● **What you should do**:
Transcribe the listing in full, word for word; pictures do not belong in the copy.

● **Provided data**:

***

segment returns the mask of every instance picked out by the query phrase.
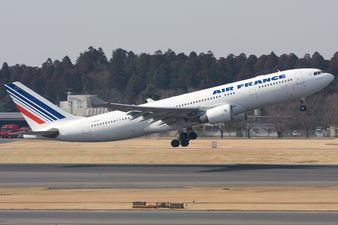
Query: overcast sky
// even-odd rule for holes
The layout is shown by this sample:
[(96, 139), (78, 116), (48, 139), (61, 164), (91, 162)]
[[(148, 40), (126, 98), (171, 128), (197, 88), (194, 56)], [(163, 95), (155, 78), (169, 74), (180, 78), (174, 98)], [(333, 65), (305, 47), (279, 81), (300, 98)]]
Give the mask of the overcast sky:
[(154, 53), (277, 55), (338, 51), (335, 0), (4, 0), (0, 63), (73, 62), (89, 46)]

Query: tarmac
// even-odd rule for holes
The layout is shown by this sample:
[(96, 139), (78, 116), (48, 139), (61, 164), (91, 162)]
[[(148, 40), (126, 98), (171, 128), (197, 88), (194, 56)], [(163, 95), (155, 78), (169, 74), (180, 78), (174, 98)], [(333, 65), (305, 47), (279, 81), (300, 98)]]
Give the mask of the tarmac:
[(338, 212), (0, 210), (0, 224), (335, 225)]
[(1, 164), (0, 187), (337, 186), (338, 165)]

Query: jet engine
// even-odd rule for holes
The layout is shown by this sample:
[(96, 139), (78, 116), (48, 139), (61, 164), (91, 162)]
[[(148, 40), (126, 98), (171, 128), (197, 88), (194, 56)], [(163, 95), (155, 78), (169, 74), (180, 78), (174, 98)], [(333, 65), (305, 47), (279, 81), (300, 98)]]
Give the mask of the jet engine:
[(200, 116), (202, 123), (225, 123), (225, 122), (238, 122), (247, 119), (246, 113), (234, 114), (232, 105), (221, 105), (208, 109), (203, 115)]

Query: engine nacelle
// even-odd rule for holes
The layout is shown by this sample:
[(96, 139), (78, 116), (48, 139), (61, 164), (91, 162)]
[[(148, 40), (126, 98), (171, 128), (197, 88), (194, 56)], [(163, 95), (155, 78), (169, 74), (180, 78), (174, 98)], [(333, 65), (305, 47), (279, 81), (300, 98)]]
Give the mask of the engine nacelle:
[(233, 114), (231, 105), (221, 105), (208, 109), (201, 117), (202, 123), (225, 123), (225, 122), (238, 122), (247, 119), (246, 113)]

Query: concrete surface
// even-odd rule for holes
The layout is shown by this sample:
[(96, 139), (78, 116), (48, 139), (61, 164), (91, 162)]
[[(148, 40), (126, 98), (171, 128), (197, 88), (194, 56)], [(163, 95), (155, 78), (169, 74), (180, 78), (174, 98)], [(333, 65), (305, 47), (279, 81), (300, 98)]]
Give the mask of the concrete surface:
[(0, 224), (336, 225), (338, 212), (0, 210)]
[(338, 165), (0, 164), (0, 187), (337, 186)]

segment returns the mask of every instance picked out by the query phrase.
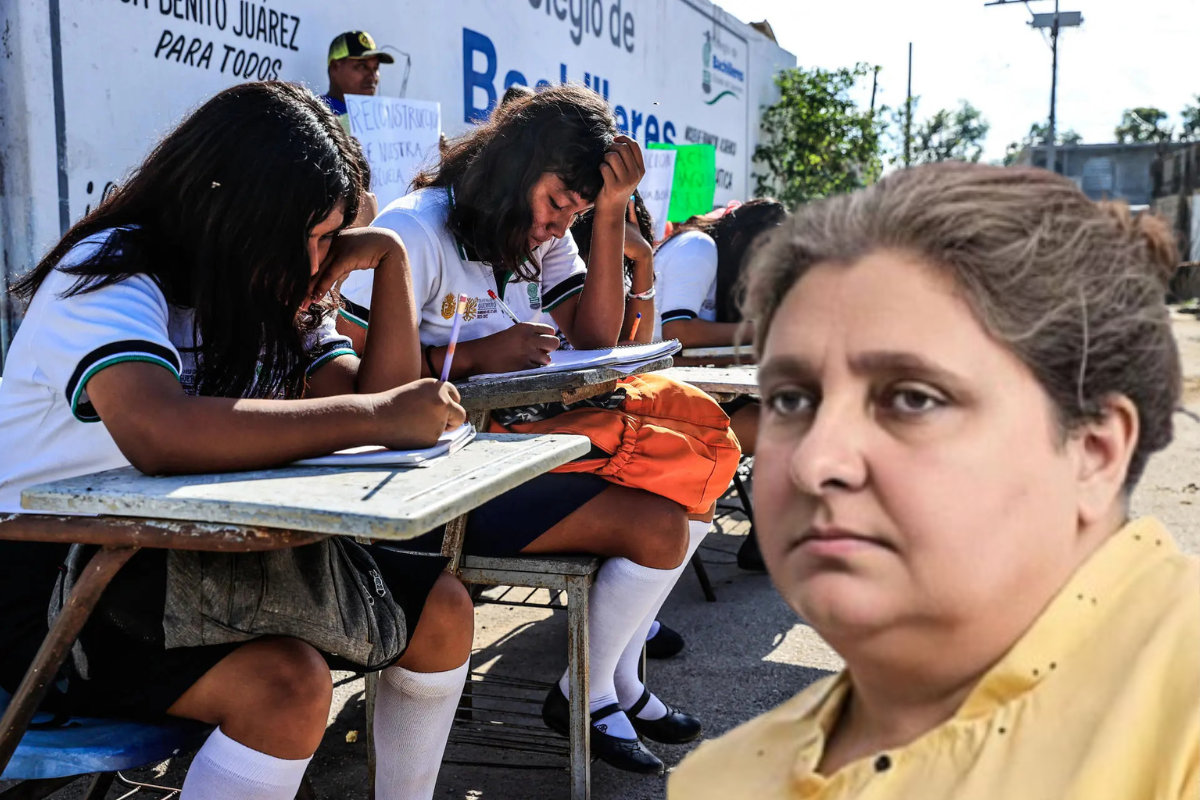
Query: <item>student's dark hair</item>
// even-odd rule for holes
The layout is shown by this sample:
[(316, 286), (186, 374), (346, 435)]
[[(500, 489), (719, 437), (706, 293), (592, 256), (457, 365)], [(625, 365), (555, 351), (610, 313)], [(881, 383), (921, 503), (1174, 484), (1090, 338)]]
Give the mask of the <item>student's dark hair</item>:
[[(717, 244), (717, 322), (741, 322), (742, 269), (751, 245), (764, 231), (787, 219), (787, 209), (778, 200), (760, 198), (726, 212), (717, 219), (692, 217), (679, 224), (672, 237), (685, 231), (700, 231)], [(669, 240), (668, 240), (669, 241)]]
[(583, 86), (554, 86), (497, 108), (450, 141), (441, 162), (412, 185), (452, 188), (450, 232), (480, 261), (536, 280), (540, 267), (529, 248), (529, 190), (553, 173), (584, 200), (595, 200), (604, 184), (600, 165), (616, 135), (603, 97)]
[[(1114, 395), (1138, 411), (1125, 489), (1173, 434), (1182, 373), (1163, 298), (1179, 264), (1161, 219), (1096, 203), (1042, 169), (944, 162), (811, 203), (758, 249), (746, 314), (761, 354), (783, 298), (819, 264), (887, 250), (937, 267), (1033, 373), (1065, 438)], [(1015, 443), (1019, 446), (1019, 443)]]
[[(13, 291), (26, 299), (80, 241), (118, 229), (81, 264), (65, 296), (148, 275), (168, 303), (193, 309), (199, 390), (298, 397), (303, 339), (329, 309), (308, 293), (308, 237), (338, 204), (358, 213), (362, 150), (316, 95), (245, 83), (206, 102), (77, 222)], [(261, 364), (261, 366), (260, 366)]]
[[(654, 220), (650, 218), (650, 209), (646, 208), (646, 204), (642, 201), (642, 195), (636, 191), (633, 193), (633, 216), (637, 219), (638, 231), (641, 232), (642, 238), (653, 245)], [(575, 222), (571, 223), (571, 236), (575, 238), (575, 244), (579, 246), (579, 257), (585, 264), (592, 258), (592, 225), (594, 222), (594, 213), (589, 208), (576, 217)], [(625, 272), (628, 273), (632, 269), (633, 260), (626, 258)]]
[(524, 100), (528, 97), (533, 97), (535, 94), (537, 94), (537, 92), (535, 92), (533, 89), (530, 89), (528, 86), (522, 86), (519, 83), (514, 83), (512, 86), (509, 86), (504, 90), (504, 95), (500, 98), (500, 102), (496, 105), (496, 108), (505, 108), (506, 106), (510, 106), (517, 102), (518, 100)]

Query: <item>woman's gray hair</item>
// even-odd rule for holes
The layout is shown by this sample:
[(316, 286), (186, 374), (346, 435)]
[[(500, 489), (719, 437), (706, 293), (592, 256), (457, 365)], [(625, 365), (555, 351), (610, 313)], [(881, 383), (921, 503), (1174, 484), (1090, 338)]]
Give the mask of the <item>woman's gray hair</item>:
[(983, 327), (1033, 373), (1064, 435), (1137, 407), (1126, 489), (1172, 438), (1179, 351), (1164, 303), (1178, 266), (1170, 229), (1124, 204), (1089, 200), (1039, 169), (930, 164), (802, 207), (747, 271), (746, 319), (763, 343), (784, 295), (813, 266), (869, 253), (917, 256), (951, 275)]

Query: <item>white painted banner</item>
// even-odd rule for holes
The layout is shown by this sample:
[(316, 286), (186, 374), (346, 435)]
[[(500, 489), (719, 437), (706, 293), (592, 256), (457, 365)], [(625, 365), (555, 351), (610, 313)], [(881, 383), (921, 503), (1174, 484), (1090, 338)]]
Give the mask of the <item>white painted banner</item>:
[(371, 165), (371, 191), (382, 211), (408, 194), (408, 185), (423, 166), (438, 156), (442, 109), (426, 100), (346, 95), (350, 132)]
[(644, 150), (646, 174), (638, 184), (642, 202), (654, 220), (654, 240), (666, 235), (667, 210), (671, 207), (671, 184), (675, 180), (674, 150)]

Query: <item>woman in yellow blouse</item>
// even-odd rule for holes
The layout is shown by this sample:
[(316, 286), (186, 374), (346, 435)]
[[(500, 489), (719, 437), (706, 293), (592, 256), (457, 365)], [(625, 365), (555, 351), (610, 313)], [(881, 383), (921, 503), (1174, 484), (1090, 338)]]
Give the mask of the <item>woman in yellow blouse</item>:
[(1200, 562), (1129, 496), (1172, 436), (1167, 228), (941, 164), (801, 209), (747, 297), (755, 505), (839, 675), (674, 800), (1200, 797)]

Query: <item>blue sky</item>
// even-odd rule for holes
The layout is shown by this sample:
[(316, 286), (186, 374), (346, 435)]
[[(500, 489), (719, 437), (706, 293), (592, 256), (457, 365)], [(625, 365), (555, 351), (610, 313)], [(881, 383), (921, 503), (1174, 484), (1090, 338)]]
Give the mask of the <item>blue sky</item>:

***

● **Output of the exercise**:
segment returns the mask of every instance picked out by the query phrase.
Query: overcast sky
// even-odd rule for holes
The layout is shown by this sample:
[(96, 139), (78, 116), (48, 139), (61, 164), (91, 162)]
[[(148, 40), (126, 98), (171, 128), (197, 88), (194, 56)], [(163, 95), (155, 78), (169, 74), (180, 78), (174, 98)], [(333, 65), (305, 47), (279, 81), (300, 98)]]
Give the mask of the overcast sky:
[(154, 53), (277, 55), (338, 51), (335, 0), (4, 0), (0, 63), (73, 62), (89, 46)]

Query: tarmac
// even-odd rule for holes
The layout is shown by this sample:
[(96, 139), (78, 116), (48, 139), (61, 164), (91, 162)]
[[(148, 40), (126, 98), (171, 128), (197, 88), (194, 56)], [(163, 95), (155, 78), (169, 74), (180, 78), (174, 98)], [(333, 65), (305, 47), (279, 81), (300, 98)]]
Give the mask of the tarmac:
[(338, 212), (0, 210), (0, 224), (335, 225)]
[(1, 164), (0, 187), (337, 186), (338, 165)]

Query: jet engine
// even-odd rule for holes
The layout is shown by this sample:
[(96, 139), (78, 116), (48, 139), (61, 164), (91, 162)]
[[(148, 40), (126, 98), (171, 128), (197, 88), (194, 56)], [(163, 95), (155, 78), (169, 74), (180, 78), (174, 98)], [(333, 65), (305, 47), (279, 81), (300, 98)]]
Give the mask of the jet engine:
[(200, 116), (202, 123), (225, 123), (225, 122), (238, 122), (247, 119), (246, 113), (234, 114), (232, 105), (221, 105), (208, 109), (203, 115)]

Query: engine nacelle
// even-odd rule for holes
The layout is shown by this sample:
[(96, 139), (78, 116), (48, 139), (61, 164), (91, 162)]
[[(148, 40), (126, 98), (171, 128), (197, 88), (194, 56)], [(163, 95), (155, 78), (169, 74), (180, 78), (174, 98)], [(333, 65), (305, 47), (279, 81), (300, 98)]]
Give the mask of the engine nacelle:
[(233, 114), (231, 105), (221, 105), (208, 109), (201, 117), (202, 123), (225, 123), (225, 122), (238, 122), (247, 119), (246, 113)]

Query: concrete surface
// even-odd rule for holes
The layout is shown by this sample:
[(96, 139), (78, 116), (48, 139), (61, 164), (91, 162)]
[[(148, 40), (126, 98), (171, 128), (197, 88), (194, 56)], [(163, 95), (155, 78), (169, 74), (180, 78), (174, 98)], [(333, 65), (305, 47), (279, 81), (300, 98)]]
Give the mask of the concrete surface:
[(0, 224), (336, 225), (338, 212), (0, 210)]
[(338, 165), (0, 164), (0, 187), (337, 186)]

segment returns the mask of every instance picked out by the query phrase.
Query: <item>student's dark hair</item>
// even-odd rule for holes
The layout is shown by this sample:
[(316, 286), (186, 374), (346, 435)]
[[(500, 489), (719, 437), (706, 293), (592, 256), (457, 365)], [(625, 365), (555, 351), (610, 313)], [(881, 383), (921, 503), (1174, 484), (1090, 338)]]
Give the mask of the <item>student's dark hair</item>:
[[(717, 244), (717, 322), (741, 322), (742, 269), (751, 245), (764, 231), (787, 219), (787, 209), (778, 200), (760, 198), (726, 212), (717, 219), (692, 217), (679, 224), (672, 237), (685, 231), (700, 231)], [(669, 240), (668, 240), (669, 241)]]
[(583, 86), (554, 86), (497, 108), (450, 141), (441, 162), (412, 185), (452, 188), (450, 232), (480, 261), (536, 280), (540, 267), (529, 248), (529, 190), (553, 173), (584, 200), (595, 200), (604, 184), (600, 165), (616, 135), (603, 97)]
[[(1114, 395), (1138, 411), (1125, 489), (1173, 434), (1182, 373), (1163, 298), (1179, 264), (1161, 219), (1096, 203), (1042, 169), (944, 162), (811, 203), (758, 249), (746, 314), (761, 354), (783, 298), (819, 264), (887, 250), (937, 267), (1033, 373), (1065, 438)], [(1015, 443), (1019, 446), (1019, 443)]]
[[(13, 291), (26, 299), (80, 241), (118, 229), (81, 264), (65, 296), (148, 275), (168, 303), (193, 309), (199, 390), (298, 397), (303, 339), (329, 309), (308, 293), (308, 237), (338, 204), (358, 213), (362, 150), (316, 95), (245, 83), (206, 102), (77, 222)], [(261, 364), (261, 366), (260, 366)]]
[[(654, 220), (650, 218), (650, 209), (646, 208), (646, 204), (642, 201), (642, 195), (636, 191), (633, 193), (633, 216), (637, 219), (638, 231), (641, 232), (642, 238), (653, 245)], [(575, 222), (571, 223), (571, 236), (575, 238), (575, 244), (579, 246), (579, 257), (585, 264), (592, 258), (592, 225), (594, 222), (594, 213), (589, 208), (576, 217)], [(625, 272), (628, 273), (632, 269), (633, 260), (626, 258)]]
[(524, 100), (528, 97), (533, 97), (535, 94), (537, 94), (537, 92), (535, 92), (533, 89), (530, 89), (528, 86), (522, 86), (519, 83), (514, 83), (512, 86), (509, 86), (504, 90), (504, 95), (500, 98), (500, 102), (496, 105), (496, 108), (505, 108), (506, 106), (510, 106), (517, 102), (518, 100)]

Query: <item>woman's gray hair</item>
// even-odd rule for holes
The layout is shown by this sample:
[(316, 286), (186, 374), (346, 435)]
[[(500, 489), (719, 437), (706, 293), (592, 256), (457, 365)], [(625, 365), (555, 351), (610, 313)], [(881, 383), (921, 503), (1174, 484), (1090, 338)]]
Give the mask of the <item>woman's gray hair</item>:
[(983, 327), (1033, 373), (1064, 435), (1137, 407), (1126, 489), (1172, 438), (1179, 351), (1164, 303), (1178, 266), (1170, 229), (1124, 204), (1089, 200), (1039, 169), (930, 164), (802, 207), (747, 271), (746, 319), (763, 343), (784, 295), (813, 266), (869, 253), (917, 256), (951, 275)]

Query: <item>white painted banner</item>
// even-odd rule for holes
The layout is shown by this sample:
[(316, 286), (186, 374), (346, 435)]
[[(500, 489), (719, 437), (706, 293), (592, 256), (457, 365)], [(625, 365), (555, 351), (610, 313)], [(881, 383), (921, 503), (1174, 484), (1090, 338)]]
Give the mask of the <item>white painted banner</item>:
[(371, 165), (371, 191), (382, 211), (408, 194), (408, 185), (423, 166), (438, 156), (442, 109), (426, 100), (346, 95), (350, 132)]
[(644, 150), (646, 174), (638, 184), (642, 202), (654, 220), (654, 240), (666, 235), (667, 210), (671, 207), (671, 184), (675, 180), (674, 150)]

Query: <item>woman in yellow blouse</item>
// even-odd rule for holes
The layout is shown by this sample:
[(316, 286), (186, 374), (346, 435)]
[[(500, 489), (719, 437), (706, 293), (592, 256), (457, 365)], [(625, 365), (555, 351), (610, 313)], [(881, 383), (921, 503), (1174, 484), (1090, 338)]]
Give the mask of the <item>woman in yellow blouse</item>:
[(1200, 562), (1129, 496), (1172, 436), (1167, 228), (941, 164), (801, 209), (747, 297), (755, 505), (839, 675), (674, 800), (1200, 797)]

Query: <item>blue sky</item>
// even-odd rule for holes
The layout is shown by this sample:
[(316, 286), (186, 374), (346, 435)]
[[(500, 489), (719, 437), (706, 293), (592, 256), (457, 365)], [(625, 365), (555, 351), (610, 313)], [(881, 383), (921, 503), (1174, 484), (1090, 338)]]
Give the mask of the <item>blue sky</item>:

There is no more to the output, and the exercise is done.